## Given passage
——————
Personal information
- Full name: Richard Ryan
- Date of birth: 6 January 1985 (age 41)
- Place of birth: Templetuohy, Ireland
- Position: Midfielder

Youth career
- Belvedere
- 2001–2003: Sunderland

Senior career*
- Years: Team / Apps / (Gls)
- 2003–2005: Sunderland / 2 / (0)
- 2005: → Scunthorpe United (loan) / 0 / (0)
- 2005–2006: Scunthorpe United / 13 / (0)
- 2006–2007: Boston United / 13 / (0)
- 2007–2008: Royal Antwerp / 8 / (0)
- 2008–2011: Sligo Rovers / 111 / (5)
- 2012–2013: Dundee United / 36 / (0)
- 2013: Shamrock Rovers / 9 / (0)
- 2014–2015: Ottawa Fury / 41 / (4)
- 2016: Jacksonville Armada / 5 / (0)
- 2016–2017: Miami FC / 43 / (0)
- 2018: FC Cincinnati / 15 / (0)
- 2019–2022: El Paso Locomotive / 98 / (0)
- Total:  / 395 / (9)

International career
- Republic of Ireland U18
- 2010: League of Ireland XI / 1 / (0)

Managerial career
- 2023–: FC Tulsa (assistant)

= Richie Ryan (footballer) =

Irish footballer

Richard Ryan (born 6 January 1985) is an Irish former professional footballer who serves as an assistant coach with USL Championship club FC Tulsa.

Over the course of his career he played for Sunderland, Scunthorpe United and Boston United in England, Royal Antwerp in Belgium, Sligo Rovers and Shamrock Rovers in Ireland, Dundee United in Scotland, Ottawa Fury in Canada, and Jacksonville Armada, Miami FC, FC Cincinnati, and El Paso Locomotive in the United States.

==Playing career==
Ryan played his youth days for Belvedere before moving abroad. He started his professional career at Sunderland making two substitute appearances in the Premier League in 2003. His debut came in the Tyne–Wear derby in April 2003.

He signed for Scunthorpe United initially on loan in March 2005. This became a permanent move in June. The following season he signed for Boston United. He left the club a year later after their double relegation, intending to return to his native Ireland.

Ryan signed for Royal Antwerp in July 2007, making his competitive début in a 4–1 defeat to Kortrijk on 30 September, before moving back to Sligo Rovers. He made his League of Ireland debut for Sligo in a 1–0 defeat to Cork City at the Showgrounds on 3 August 2008. He scored his first goal for the club in a 2–2 draw with Cork City in the 2009–10 Setanta Sports Cup, Sligo's first ever goal in the competition.
——————
## Data excerpt
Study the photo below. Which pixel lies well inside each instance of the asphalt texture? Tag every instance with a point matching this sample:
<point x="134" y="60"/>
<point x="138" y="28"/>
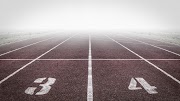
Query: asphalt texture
——————
## Your tasks
1 - Reproduce everything from "Over the course" down to "in April 2003." in the Richie Ryan passage.
2 - Answer these from the Richie Ryan passage:
(a) Where was Ryan born?
(b) Which club does he serve as an assistant coach?
(c) In which competition did he score his first goal for Sligo Rovers?
3 - Translate this sentence from the Richie Ryan passage into Spanish: "He signed for Scunthorpe United initially on loan in March 2005."

## Responses by task
1 -
Over the course of his career he played for Sunderland, Scunthorpe United and Boston United in England, Royal Antwerp in Belgium, Sligo Rovers and Shamrock Rovers in Ireland, Dundee United in Scotland, Ottawa Fury in Canada, and Jacksonville Armada, Miami FC, FC Cincinnati, and El Paso Locomotive in the United States.

==Playing career==
Ryan played his youth days for Belvedere before moving abroad. He started his professional career at Sunderland making two substitute appearances in the Premier League in 2003. His debut came in the Tyne–Wear derby in April 2003.

2 -
(a) Templetuohy, Ireland
(b) FC Tulsa
(c) The 2009–10 Setanta Sports Cup

3 - Fichó por el Scunthorpe United, inicialmente como cedido, en marzo de 2005.